Exercise requirements.
Before writing out the records, remove the pictures; keep everything else exact.

Data extracts.
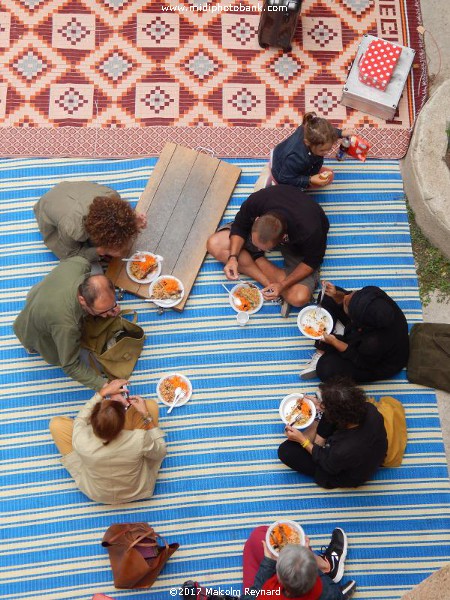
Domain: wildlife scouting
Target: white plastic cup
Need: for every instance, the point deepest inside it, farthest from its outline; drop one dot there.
(242, 318)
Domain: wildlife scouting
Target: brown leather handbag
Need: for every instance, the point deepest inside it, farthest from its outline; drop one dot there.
(136, 556)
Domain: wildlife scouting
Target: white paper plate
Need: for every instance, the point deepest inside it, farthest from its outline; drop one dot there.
(167, 303)
(293, 524)
(287, 404)
(151, 276)
(236, 308)
(307, 316)
(180, 402)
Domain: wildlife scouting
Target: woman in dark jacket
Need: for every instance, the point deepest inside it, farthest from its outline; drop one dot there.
(374, 344)
(350, 442)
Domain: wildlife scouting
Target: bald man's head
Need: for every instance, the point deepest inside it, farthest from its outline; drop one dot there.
(97, 296)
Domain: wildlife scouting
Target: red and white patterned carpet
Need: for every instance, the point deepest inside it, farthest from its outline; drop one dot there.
(121, 77)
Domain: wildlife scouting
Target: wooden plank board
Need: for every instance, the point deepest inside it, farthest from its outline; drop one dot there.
(184, 200)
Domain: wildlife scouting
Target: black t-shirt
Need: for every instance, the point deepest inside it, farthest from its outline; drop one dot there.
(351, 456)
(307, 224)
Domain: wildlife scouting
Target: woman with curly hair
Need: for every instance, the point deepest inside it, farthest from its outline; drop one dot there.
(82, 218)
(347, 445)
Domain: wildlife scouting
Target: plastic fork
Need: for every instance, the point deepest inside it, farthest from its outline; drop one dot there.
(179, 395)
(236, 301)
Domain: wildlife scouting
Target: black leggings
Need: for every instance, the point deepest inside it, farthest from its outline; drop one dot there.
(297, 458)
(332, 364)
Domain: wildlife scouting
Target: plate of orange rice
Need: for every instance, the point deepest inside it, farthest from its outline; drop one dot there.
(145, 268)
(246, 297)
(297, 409)
(282, 533)
(167, 385)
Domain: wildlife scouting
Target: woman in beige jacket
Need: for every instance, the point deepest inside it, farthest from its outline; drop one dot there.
(114, 447)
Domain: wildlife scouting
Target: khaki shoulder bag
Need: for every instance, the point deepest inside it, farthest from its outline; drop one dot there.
(136, 556)
(115, 342)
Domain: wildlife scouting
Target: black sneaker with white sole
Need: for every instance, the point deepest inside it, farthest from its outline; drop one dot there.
(348, 589)
(336, 553)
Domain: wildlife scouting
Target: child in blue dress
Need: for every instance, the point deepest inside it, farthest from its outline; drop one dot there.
(298, 160)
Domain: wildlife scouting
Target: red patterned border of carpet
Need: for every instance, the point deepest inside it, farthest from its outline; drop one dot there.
(120, 80)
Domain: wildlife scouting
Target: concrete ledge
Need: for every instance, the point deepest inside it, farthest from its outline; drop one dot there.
(426, 176)
(435, 587)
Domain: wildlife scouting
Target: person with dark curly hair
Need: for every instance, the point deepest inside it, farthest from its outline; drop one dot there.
(346, 446)
(370, 338)
(82, 218)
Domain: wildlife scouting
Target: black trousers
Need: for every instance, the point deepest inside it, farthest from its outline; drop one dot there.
(332, 364)
(297, 458)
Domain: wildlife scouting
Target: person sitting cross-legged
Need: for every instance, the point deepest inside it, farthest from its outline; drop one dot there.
(348, 444)
(373, 342)
(52, 320)
(279, 217)
(114, 447)
(297, 573)
(84, 218)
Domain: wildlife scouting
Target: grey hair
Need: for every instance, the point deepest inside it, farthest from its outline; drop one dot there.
(90, 290)
(296, 569)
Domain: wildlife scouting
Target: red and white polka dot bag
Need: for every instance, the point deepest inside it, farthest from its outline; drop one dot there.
(378, 63)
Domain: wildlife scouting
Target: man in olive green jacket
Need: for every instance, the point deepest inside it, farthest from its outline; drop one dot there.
(51, 321)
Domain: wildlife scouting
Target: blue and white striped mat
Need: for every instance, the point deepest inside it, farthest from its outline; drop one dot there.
(221, 477)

Task result.
Domain: wildlife scouting
Target: white plastic cup
Need: for every instance, the point deepest inside it, farthest from its outline; drop one dot there.
(242, 318)
Domain: wildlife scouting
Target: brown leather handbag
Need: for every instance, the point deepest inside it, farthest from its outline; drop one dot there.
(136, 556)
Domain: wildlife scouting
Target: white paper plate
Need: for every instance, the point deepest inside it, farthest from its outline; drop one dot there.
(167, 303)
(293, 524)
(287, 404)
(151, 276)
(236, 308)
(307, 316)
(180, 402)
Domain: wildlife scouting
Target: woman in dark jacket
Need: for every instance, the point deepest inside it, farthest from its outline; drop one dot there.
(374, 344)
(350, 442)
Domain: wildlife scouting
Target: bald man's head
Need: for every instance, the point deepest inside it, farthest from its outline; drop one dot there.
(97, 296)
Domain: wildlife scouting
Target: red and white patterned carpet
Need: for every instance, the point deepest inside it, farthest from its outline; drop one dot there.
(121, 77)
Domain: wildlife scouting
Target: wooden plank board
Need: for every instance, the point deepest inside it, farthest from its outline; drop one dot there.
(184, 200)
Domain: wildlife scouting
Target: black t-shirt
Need: for every instance, the point deepest inside it, farthest from its outline; drop one dot there.
(351, 456)
(307, 224)
Domain: wildlife scouting
Target: woman with curly hair
Need: for every instance, the point deepest inside it, farthest from its outline; drop one dot there.
(82, 218)
(347, 445)
Domain: wildlife scouting
Target: plastic fork
Need: for every instance, the point deepest inside it, farthest from its outline; drop one dot there.
(179, 395)
(236, 301)
Domain: wildlife scouting
Target: black leggings
Need: for every instance, the point deepest inside it, farthest from its outline; drop one dot there.
(297, 458)
(332, 364)
Domain: wildlife scouting
Target: plate of orange rice
Need: for every instance, the point deepest inside it, farthest from its outline; drop one dot there.
(145, 268)
(246, 297)
(297, 409)
(282, 533)
(167, 385)
Domain: wildlife scouting
Target: woman in beige jacket
Need: for every instance, the point deepest inside it, farthest from its outline; drop one dot there.
(114, 447)
Domain: wildlife scouting
Target: khaki shoulder bag
Need: for every instance, the point deepest inside it, farthest from its outline; drop one dot there.
(136, 556)
(115, 342)
Domain: wildlife scouting
Target: black sneaker with white sole
Need: for every instance, the point deepest inside it, farthest from its outline; drop one dot there.
(348, 589)
(336, 553)
Domain: wildlife scouting
Target: child in blue dress
Need: for every instance, the point deepest inside it, farthest from its outline; drop one dot there.
(298, 160)
Domain: wildlife scouting
Target: red patterned border of carpet
Need: for every instance, the point deepest inside it, farthest from its outline; drop one dot there.
(120, 80)
Domain: wildlife scouting
Target: concrete ledge
Need: for every instance, the point deepest inside it, farthest from its outline; drop one dot there.
(426, 176)
(435, 587)
Domain: wildlife scouting
Target: person with dark curly hair
Need: for every instance, the point deepest inside it, farthest from its outline; drop one dot there.
(346, 446)
(370, 338)
(82, 218)
Domain: wildlife scouting
Target: black trousers
Need: for every instance, the point deepest inside it, farthest from its outline; drop one dot there.
(332, 364)
(297, 458)
Domain: wildlife scouting
Target: person sitting cross-legged
Need: for every instance, the point deepest inside it, farthest from its outline; drop one dot there.
(348, 444)
(373, 342)
(52, 320)
(279, 217)
(114, 447)
(297, 573)
(84, 218)
Domain: wildlife scouting
Target: grey hair
Need: for every instance, the point deepest inside it, farthest from its outline; drop one dot there.
(90, 290)
(296, 569)
Domain: wildlife scouting
Target: red and white polka dot bag
Need: for every instance, the point deepest inside it, farthest from its outline; drop one dot there.
(378, 63)
Domain: wildlife scouting
Target: man in olive green jacket
Need: for every instance, the point deepest inside it, farthest from its outline; drop one dot there.
(51, 321)
Domain: wildlife scouting
Target: blue and white striped mat
Need: for every instance, the point deepest inside it, farthest from its outline; drop one dot there.
(221, 477)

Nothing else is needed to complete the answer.